§ **DIRECTIONS FOR THIS TASK**:
Can you write out all of the material below, word for word?

§ **EXERCISE INPUTS**:
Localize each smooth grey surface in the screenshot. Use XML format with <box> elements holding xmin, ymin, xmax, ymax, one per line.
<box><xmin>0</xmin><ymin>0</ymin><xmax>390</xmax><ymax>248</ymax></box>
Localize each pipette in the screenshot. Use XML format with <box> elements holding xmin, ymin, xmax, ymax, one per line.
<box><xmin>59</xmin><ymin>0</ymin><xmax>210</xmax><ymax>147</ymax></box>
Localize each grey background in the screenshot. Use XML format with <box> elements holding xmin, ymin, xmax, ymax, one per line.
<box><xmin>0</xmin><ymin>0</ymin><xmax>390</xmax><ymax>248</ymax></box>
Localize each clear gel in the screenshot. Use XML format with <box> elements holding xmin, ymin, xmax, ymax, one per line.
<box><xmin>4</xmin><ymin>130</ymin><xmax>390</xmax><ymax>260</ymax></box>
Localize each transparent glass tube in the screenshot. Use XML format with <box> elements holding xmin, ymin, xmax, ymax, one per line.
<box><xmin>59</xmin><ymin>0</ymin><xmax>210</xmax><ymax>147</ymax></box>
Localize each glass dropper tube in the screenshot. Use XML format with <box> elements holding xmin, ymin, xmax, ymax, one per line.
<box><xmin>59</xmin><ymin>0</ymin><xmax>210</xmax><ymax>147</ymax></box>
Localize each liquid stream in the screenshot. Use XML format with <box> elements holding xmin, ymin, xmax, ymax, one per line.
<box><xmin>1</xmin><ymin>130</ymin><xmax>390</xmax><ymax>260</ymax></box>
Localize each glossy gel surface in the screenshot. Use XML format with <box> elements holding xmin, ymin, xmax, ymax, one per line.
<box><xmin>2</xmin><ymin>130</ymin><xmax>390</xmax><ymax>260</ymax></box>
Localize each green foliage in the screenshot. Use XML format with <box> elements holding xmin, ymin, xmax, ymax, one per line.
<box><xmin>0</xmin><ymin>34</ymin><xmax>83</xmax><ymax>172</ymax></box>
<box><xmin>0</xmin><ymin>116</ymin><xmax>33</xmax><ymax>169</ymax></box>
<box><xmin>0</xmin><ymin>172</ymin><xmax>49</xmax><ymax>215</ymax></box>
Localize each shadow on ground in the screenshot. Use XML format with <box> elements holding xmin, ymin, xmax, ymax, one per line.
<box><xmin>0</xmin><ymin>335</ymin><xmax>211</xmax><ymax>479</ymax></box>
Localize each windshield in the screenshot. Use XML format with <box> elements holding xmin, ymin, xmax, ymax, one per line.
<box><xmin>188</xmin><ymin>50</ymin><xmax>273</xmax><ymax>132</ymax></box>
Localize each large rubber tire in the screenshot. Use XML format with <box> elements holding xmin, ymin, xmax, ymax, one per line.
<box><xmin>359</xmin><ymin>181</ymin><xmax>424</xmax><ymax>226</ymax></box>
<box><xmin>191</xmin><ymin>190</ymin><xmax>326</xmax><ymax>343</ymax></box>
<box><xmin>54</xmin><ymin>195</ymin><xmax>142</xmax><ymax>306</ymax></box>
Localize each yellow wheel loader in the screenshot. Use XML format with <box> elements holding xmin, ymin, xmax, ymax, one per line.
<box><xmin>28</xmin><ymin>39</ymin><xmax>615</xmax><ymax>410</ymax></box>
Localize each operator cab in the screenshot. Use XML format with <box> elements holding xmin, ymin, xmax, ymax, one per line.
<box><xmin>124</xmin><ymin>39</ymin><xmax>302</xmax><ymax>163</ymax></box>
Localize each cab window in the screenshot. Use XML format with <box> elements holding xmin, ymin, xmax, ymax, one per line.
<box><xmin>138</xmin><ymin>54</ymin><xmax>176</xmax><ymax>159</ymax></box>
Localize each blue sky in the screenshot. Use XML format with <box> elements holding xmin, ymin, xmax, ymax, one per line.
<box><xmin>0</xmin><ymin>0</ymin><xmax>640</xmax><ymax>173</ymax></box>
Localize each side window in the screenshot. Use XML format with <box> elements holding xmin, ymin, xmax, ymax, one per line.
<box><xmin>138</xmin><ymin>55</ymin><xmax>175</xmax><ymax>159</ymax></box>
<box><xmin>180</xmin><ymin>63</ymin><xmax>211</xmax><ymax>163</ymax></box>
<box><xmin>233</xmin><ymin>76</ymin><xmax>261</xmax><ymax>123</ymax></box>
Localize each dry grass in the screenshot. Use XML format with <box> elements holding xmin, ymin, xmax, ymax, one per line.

§ **FINISHED EXERCISE**:
Localize each smooth grey surface in the screenshot. Use XML format with <box> elements holding xmin, ymin, xmax, ymax, one per line.
<box><xmin>0</xmin><ymin>0</ymin><xmax>390</xmax><ymax>248</ymax></box>
Localize each pipette in the screenshot. Use XML format with <box> elements holding xmin, ymin, xmax, ymax, one per line.
<box><xmin>59</xmin><ymin>0</ymin><xmax>210</xmax><ymax>147</ymax></box>
Localize each grey background in the screenshot. Use XML format with <box> elements holding xmin, ymin, xmax, ymax, one per line.
<box><xmin>0</xmin><ymin>0</ymin><xmax>390</xmax><ymax>248</ymax></box>
Localize each clear gel in the screenshot. Use XML format with <box> elements holding xmin, ymin, xmax, ymax, one per line.
<box><xmin>4</xmin><ymin>130</ymin><xmax>390</xmax><ymax>260</ymax></box>
Localize each transparent glass tube in the screenshot. Use XML format with <box> elements holding xmin, ymin, xmax, ymax, one per line.
<box><xmin>59</xmin><ymin>0</ymin><xmax>210</xmax><ymax>147</ymax></box>
Localize each glass dropper tube in the screenshot. Use XML format with <box> elements holding xmin, ymin, xmax, ymax, one per line.
<box><xmin>59</xmin><ymin>0</ymin><xmax>210</xmax><ymax>147</ymax></box>
Localize each liquid stream in the screenshot. Use XML format with <box> elements holding xmin, ymin, xmax, ymax, one per line.
<box><xmin>1</xmin><ymin>130</ymin><xmax>390</xmax><ymax>260</ymax></box>
Localize each glossy gel surface in the screenshot. Use XML format with <box> elements holding xmin, ymin, xmax, ymax, one per line.
<box><xmin>2</xmin><ymin>130</ymin><xmax>390</xmax><ymax>260</ymax></box>
Localize each green foliage in the screenshot. Use XML format with <box> elements holding xmin, ymin, xmax, ymax, one per line.
<box><xmin>0</xmin><ymin>34</ymin><xmax>83</xmax><ymax>172</ymax></box>
<box><xmin>0</xmin><ymin>116</ymin><xmax>33</xmax><ymax>169</ymax></box>
<box><xmin>0</xmin><ymin>172</ymin><xmax>49</xmax><ymax>215</ymax></box>
Localize each shadow on ground in the screenshot. Use XML format with <box> elements holding xmin, ymin, xmax, ymax, one per line.
<box><xmin>0</xmin><ymin>335</ymin><xmax>211</xmax><ymax>479</ymax></box>
Localize each windshield in the screenshot. Use XML format with <box> elements holding xmin, ymin, xmax, ymax, one per line.
<box><xmin>188</xmin><ymin>50</ymin><xmax>273</xmax><ymax>132</ymax></box>
Localize each large rubber tire in the screenshot. Use XML format with <box> elements holding xmin, ymin, xmax, ymax, one per line.
<box><xmin>359</xmin><ymin>181</ymin><xmax>424</xmax><ymax>226</ymax></box>
<box><xmin>191</xmin><ymin>190</ymin><xmax>326</xmax><ymax>343</ymax></box>
<box><xmin>54</xmin><ymin>195</ymin><xmax>142</xmax><ymax>306</ymax></box>
Localize each yellow wheel loader in the screenshot. Use XML format with <box> elements holding xmin, ymin, xmax, ymax, one per line.
<box><xmin>28</xmin><ymin>39</ymin><xmax>615</xmax><ymax>410</ymax></box>
Localize each operator cab in the screenshot. Use XML format with <box> elements holding xmin, ymin, xmax, ymax, one per line.
<box><xmin>124</xmin><ymin>39</ymin><xmax>302</xmax><ymax>163</ymax></box>
Localize each cab window in the screenshot. Use XML format with <box> elements holding xmin, ymin, xmax, ymax, one per line.
<box><xmin>138</xmin><ymin>54</ymin><xmax>176</xmax><ymax>159</ymax></box>
Localize each blue sky in the screenshot. Use XML format with <box> elements holding xmin, ymin, xmax, ymax, one per line.
<box><xmin>0</xmin><ymin>0</ymin><xmax>640</xmax><ymax>173</ymax></box>
Localize each side window in the screenshot. Use XML format with <box> elements holding xmin, ymin, xmax, ymax, one per line.
<box><xmin>138</xmin><ymin>55</ymin><xmax>175</xmax><ymax>159</ymax></box>
<box><xmin>180</xmin><ymin>63</ymin><xmax>211</xmax><ymax>163</ymax></box>
<box><xmin>233</xmin><ymin>76</ymin><xmax>261</xmax><ymax>123</ymax></box>
Localize each dry grass in the screenshot. Use XML format with <box> elements holding xmin, ymin, xmax, ymax, one per line.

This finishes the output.